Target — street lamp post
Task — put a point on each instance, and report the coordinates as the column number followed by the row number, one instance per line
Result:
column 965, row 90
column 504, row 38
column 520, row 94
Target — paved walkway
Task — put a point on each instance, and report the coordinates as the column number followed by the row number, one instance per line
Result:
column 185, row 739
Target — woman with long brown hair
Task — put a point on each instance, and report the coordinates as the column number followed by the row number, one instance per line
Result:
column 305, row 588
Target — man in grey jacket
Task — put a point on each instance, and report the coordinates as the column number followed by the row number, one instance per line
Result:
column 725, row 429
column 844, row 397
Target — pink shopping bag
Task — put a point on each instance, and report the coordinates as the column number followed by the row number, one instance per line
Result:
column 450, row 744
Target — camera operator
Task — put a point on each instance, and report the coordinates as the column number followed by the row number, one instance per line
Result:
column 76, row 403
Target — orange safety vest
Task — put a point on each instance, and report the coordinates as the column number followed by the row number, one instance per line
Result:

————

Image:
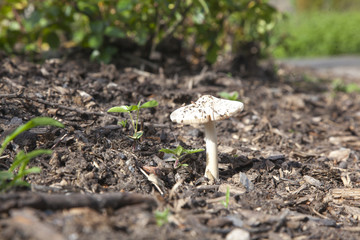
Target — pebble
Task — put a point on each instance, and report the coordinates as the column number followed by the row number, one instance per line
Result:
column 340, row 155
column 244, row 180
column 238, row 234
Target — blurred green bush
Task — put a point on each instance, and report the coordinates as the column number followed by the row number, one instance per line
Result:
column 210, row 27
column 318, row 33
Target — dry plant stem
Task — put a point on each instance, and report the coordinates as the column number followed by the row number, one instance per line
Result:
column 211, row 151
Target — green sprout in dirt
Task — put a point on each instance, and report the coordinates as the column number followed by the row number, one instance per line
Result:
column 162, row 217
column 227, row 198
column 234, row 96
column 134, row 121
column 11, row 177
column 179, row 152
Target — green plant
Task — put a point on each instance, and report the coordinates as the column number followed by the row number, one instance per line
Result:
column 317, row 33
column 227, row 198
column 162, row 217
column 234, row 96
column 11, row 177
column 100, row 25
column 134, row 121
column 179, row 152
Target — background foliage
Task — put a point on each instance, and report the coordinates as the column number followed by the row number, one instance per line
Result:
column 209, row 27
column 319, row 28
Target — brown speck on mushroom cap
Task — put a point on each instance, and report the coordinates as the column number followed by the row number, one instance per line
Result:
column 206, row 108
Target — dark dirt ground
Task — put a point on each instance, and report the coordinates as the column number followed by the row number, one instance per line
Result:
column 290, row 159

————

TASK TO CARRY OUT ▸
Return each line from the entries above that includes "dirt".

OUTPUT ▸
Target — green sprout in dirt
Target — dark dirt ground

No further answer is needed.